**WHAT IS NEEDED**
Which lines in the material below contain the string "outline"? Find each one and copy it in full, treating uppercase and lowercase as different.

········

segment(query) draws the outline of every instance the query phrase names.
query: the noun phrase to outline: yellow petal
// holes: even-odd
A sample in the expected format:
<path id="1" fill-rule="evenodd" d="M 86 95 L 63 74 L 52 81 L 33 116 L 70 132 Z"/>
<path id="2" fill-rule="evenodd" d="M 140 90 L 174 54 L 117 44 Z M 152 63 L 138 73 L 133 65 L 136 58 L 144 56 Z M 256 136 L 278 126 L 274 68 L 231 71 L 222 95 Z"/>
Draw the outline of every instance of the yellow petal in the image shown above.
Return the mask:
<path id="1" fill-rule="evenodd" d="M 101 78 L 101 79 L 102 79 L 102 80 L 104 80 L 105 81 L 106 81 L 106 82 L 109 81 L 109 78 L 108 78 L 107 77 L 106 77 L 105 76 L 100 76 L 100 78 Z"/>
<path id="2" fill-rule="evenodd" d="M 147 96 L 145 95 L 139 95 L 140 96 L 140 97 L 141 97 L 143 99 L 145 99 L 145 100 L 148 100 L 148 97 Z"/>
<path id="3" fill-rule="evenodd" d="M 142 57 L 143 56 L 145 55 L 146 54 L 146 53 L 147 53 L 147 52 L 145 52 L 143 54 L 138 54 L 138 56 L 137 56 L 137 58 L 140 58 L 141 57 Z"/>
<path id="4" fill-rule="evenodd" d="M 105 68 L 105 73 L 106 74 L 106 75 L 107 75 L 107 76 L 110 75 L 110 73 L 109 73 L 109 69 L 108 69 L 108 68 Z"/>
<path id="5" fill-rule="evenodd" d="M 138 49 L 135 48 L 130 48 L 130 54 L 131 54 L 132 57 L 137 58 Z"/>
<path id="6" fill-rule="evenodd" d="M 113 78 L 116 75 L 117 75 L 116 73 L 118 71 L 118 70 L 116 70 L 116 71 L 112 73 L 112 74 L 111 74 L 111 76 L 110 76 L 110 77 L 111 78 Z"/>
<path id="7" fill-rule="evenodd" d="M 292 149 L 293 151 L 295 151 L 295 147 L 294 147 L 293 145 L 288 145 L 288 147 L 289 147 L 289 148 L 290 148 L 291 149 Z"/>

········

**CORRECT OUTPUT**
segment(query) draws the outline of every instance the query phrase names.
query: the noun phrase to outline: yellow petal
Draw the outline of every instance of the yellow petal in the image shown above.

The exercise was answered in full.